Top of Supplied records

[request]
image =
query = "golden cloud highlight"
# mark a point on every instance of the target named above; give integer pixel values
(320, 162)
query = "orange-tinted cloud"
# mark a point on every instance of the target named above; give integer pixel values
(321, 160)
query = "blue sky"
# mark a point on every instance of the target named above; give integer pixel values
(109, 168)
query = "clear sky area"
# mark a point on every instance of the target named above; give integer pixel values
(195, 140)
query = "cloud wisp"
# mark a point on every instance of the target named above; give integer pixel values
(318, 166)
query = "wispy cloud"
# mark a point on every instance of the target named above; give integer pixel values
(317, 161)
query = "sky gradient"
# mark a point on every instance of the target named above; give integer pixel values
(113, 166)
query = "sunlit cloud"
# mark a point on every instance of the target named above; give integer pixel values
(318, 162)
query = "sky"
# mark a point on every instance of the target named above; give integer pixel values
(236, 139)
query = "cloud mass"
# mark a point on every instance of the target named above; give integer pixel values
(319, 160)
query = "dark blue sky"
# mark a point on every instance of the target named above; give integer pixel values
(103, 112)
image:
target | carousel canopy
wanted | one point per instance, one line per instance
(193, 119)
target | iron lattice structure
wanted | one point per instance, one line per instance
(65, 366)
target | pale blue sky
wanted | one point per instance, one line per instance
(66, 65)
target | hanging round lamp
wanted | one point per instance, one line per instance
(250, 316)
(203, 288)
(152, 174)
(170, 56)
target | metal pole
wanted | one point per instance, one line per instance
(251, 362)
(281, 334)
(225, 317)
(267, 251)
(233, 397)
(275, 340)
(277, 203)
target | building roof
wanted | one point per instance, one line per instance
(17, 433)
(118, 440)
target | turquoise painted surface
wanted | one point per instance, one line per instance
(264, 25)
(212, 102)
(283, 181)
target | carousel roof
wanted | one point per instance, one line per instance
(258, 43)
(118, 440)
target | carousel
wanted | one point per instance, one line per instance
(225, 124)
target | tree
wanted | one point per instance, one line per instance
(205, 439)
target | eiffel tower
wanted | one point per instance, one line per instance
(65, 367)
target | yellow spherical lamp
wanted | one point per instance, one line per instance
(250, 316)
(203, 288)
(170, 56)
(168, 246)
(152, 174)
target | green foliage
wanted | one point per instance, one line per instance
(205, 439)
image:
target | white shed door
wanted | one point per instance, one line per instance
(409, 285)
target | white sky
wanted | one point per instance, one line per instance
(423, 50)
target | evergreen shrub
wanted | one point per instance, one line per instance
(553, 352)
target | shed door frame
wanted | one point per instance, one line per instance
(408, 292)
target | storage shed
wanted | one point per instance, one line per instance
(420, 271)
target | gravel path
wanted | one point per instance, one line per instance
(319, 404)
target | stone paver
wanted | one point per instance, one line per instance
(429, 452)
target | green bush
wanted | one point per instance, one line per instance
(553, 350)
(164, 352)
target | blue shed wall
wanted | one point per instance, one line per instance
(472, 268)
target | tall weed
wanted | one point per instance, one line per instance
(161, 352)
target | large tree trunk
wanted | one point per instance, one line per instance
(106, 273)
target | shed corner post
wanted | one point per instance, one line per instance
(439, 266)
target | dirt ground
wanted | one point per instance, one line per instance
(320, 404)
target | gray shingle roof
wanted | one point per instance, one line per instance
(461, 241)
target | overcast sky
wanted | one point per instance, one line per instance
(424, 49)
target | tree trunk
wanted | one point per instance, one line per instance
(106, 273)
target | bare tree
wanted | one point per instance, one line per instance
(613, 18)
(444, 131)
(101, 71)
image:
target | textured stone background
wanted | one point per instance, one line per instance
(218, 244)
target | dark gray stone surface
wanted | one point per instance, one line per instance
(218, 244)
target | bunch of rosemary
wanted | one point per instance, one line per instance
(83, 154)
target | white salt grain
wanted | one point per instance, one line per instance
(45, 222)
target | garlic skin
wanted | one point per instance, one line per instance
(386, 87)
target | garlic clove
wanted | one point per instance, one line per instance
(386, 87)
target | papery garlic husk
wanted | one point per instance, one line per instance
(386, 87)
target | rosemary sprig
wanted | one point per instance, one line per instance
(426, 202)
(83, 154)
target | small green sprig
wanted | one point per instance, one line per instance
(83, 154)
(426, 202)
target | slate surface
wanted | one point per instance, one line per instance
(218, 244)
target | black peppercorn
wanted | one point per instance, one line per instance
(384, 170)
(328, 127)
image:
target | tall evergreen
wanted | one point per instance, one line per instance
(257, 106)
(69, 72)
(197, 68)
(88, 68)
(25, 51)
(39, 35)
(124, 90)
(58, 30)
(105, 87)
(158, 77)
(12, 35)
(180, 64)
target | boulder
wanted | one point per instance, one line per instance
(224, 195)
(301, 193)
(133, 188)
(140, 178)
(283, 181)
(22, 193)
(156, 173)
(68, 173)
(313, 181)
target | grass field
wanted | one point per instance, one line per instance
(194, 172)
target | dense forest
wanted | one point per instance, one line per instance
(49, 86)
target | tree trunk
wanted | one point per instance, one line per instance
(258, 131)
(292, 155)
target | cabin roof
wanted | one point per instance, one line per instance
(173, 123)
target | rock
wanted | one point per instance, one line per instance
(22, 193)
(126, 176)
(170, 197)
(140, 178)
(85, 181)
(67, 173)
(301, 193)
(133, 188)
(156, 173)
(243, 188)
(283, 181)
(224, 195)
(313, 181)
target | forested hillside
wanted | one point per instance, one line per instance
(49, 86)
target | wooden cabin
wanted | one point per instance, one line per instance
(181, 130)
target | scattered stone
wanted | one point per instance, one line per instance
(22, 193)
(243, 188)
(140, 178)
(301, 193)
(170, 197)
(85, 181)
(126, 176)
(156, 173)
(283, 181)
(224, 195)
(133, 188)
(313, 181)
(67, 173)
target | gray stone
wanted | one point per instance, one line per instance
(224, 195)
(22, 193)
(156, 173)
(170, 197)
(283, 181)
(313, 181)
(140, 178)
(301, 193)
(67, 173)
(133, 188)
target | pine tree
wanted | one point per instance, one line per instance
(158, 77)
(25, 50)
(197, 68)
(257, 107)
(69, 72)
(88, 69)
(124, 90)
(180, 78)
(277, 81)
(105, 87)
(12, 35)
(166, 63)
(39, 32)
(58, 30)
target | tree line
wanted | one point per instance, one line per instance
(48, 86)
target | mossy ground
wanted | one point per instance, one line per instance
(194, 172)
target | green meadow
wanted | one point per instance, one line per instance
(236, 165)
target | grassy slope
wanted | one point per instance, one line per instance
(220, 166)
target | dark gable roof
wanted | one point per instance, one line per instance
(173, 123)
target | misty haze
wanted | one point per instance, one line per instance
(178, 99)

Bottom of Supplied records

Restate each entry exactly, skipping none.

[request]
image =
query = "golden cloud highlight"
# mark a point on every instance of the target named above; give integer pixel values
(320, 162)
query = "orange-tinted cloud"
# mark a point on every instance of the target named above; give integer pixel values
(321, 160)
query = "blue sky"
# mark a point on every instance of the target named above; give integer pixel values
(109, 168)
query = "clear sky area"
# mark a point on every instance of the target named above; give integer pixel values
(195, 140)
query = "cloud wisp"
# mark a point on every instance of the target named above; give integer pixel values
(318, 166)
query = "wispy cloud"
# mark a point on every instance of the target named above; give integer pixel values
(317, 161)
query = "sky gradient"
# mark a point on every instance of the target named above; give integer pixel values
(113, 166)
query = "sunlit cloud"
# mark a point on every instance of the target named above; give integer pixel values
(318, 162)
query = "sky"
# mark a point on every instance of the target named above; give integer pixel values
(236, 139)
query = "cloud mass"
# mark a point on every instance of the target named above; give integer pixel values
(319, 160)
query = "dark blue sky"
# mark a point on every instance of the target named above; give integer pixel values
(103, 112)
image:
target | carousel canopy
wanted | one point per instance, one line per instance
(193, 119)
target | iron lattice structure
wanted | one point per instance, one line per instance
(65, 366)
target | pale blue sky
wanted | one point per instance, one line per instance
(66, 65)
target | hanging round lamp
wanted | one point per instance, one line per instance
(250, 316)
(203, 288)
(152, 174)
(170, 56)
target | metal pole
wanted | one point per instance, one line per instance
(251, 362)
(281, 334)
(225, 317)
(267, 251)
(233, 397)
(275, 340)
(277, 203)
target | building roof
wanted | one point per instance, one line per instance
(17, 433)
(118, 440)
target | turquoise painted surface
wanted | one point per instance, one line per instance
(264, 25)
(212, 102)
(283, 181)
target | carousel roof
wanted | one point per instance, one line per instance
(258, 43)
(118, 440)
target | carousel
wanted | one point per instance, one line per instance
(225, 124)
target | tree
wanted | one point per instance, one line per instance
(205, 439)
target | eiffel tower
wanted | one point per instance, one line per instance
(65, 367)
target | yellow spherical lamp
wanted | one point per instance, one line per instance
(250, 316)
(203, 288)
(170, 56)
(168, 246)
(152, 174)
target | green foliage
wanted | one point per instance, one line per instance
(205, 439)
image:
target | white shed door
wanted | one point per instance, one line per instance
(409, 285)
target | white sky
wanted | one point per instance, one line per instance
(423, 50)
target | evergreen shrub
wanted | one point per instance, one line per instance
(553, 352)
target | shed door frame
wanted | one point per instance, one line per instance
(408, 292)
target | storage shed
wanted | one point per instance, one line per instance
(420, 271)
target | gravel path
wanted | one point per instance, one line per instance
(319, 404)
target | stone paver
wanted | one point per instance, one line per instance
(429, 452)
target | green bush
wanted | one point per instance, one line per instance
(553, 350)
(164, 352)
target | blue shed wall
wanted | one point per instance, one line per instance
(472, 268)
target | tall weed
wanted | one point per instance, one line per instance
(161, 352)
target | large tree trunk
wanted | one point per instance, one line per instance
(106, 273)
target | shed corner post
wanted | one point per instance, one line per instance
(439, 266)
target | dirt ground
wanted | one point per instance, one line per instance
(320, 404)
target | gray shingle roof
wanted | one point per instance, one line per instance
(461, 241)
target | overcast sky
wanted | one point per instance, one line per instance
(424, 49)
target | tree trunk
wanted | one point per instance, one line per instance
(106, 273)
target | bare tree
wanted | one point per instance, one line per instance
(613, 18)
(444, 131)
(101, 71)
image:
target | textured stone background
wanted | one point per instance, one line per instance
(218, 244)
target | dark gray stone surface
wanted | one point per instance, one line per instance
(218, 244)
target | bunch of rosemary
wanted | one point per instance, one line per instance
(83, 154)
target | white salt grain
wanted | one point per instance, one line per instance
(45, 222)
target | garlic skin
wanted | one point per instance, one line per instance
(386, 87)
target | garlic clove
wanted | one point per instance, one line per instance
(386, 87)
target | papery garlic husk
wanted | one point per instance, one line per instance
(386, 87)
target | rosemary sprig
wanted | one point per instance, one line per instance
(426, 202)
(83, 154)
target | small green sprig
wanted | one point per instance, one line per instance
(83, 154)
(426, 202)
target | slate surface
wanted | one point per instance, one line per instance
(218, 244)
target | black peppercorn
wanted | one point per instance, one line per instance
(384, 170)
(328, 127)
image:
target | tall evergreen
wanted | one point per instance, one line per instance
(257, 106)
(69, 72)
(197, 68)
(88, 68)
(25, 51)
(39, 35)
(124, 90)
(58, 30)
(105, 87)
(158, 77)
(12, 35)
(180, 64)
target | boulder
wanted | one point per instance, one line per instance
(224, 195)
(301, 193)
(133, 188)
(140, 178)
(283, 181)
(22, 193)
(156, 173)
(68, 173)
(313, 181)
target | grass field
wanted | one point per instance, one line per instance
(194, 172)
target | dense forest
wanted | one point per instance, one line per instance
(49, 86)
target | tree trunk
wanted | one point per instance, one line per instance
(258, 131)
(292, 155)
target | cabin roof
wanted | one point per instance, one line per instance
(173, 123)
target | rock
wanted | one point per instance, one line per instance
(22, 193)
(126, 176)
(170, 197)
(140, 178)
(85, 181)
(67, 173)
(301, 193)
(133, 188)
(156, 173)
(243, 188)
(283, 181)
(224, 195)
(313, 181)
target | forested hillside
wanted | one point per instance, one line per instance
(49, 86)
target | wooden cabin
wanted | one point per instance, one line per instance
(181, 130)
target | scattered stone
wanted | one point per instance, one line per instance
(22, 193)
(243, 188)
(140, 178)
(301, 193)
(170, 197)
(85, 181)
(126, 176)
(156, 173)
(283, 181)
(224, 195)
(133, 188)
(313, 181)
(67, 173)
target | gray stone
wanted | one point per instance, one line per instance
(224, 195)
(22, 193)
(156, 173)
(170, 197)
(283, 181)
(313, 181)
(140, 178)
(301, 193)
(67, 173)
(133, 188)
target | pine tree
wanted | one point per instance, one line per instance
(158, 77)
(25, 50)
(197, 68)
(257, 107)
(69, 72)
(88, 69)
(124, 90)
(180, 78)
(277, 81)
(105, 87)
(12, 35)
(166, 63)
(39, 32)
(58, 30)
target | tree line
wanted | one point per instance, one line per instance
(48, 86)
target | mossy ground
wanted | one point per instance, one line per instance
(194, 172)
target | green meadow
wanted | one point per instance, one line per instance
(236, 165)
target | grassy slope
wanted | one point per instance, one line per instance
(220, 166)
target | dark gable roof
wanted | one point per instance, one line per instance
(173, 123)
target | misty haze
wanted | one point per instance, one line per instance
(178, 99)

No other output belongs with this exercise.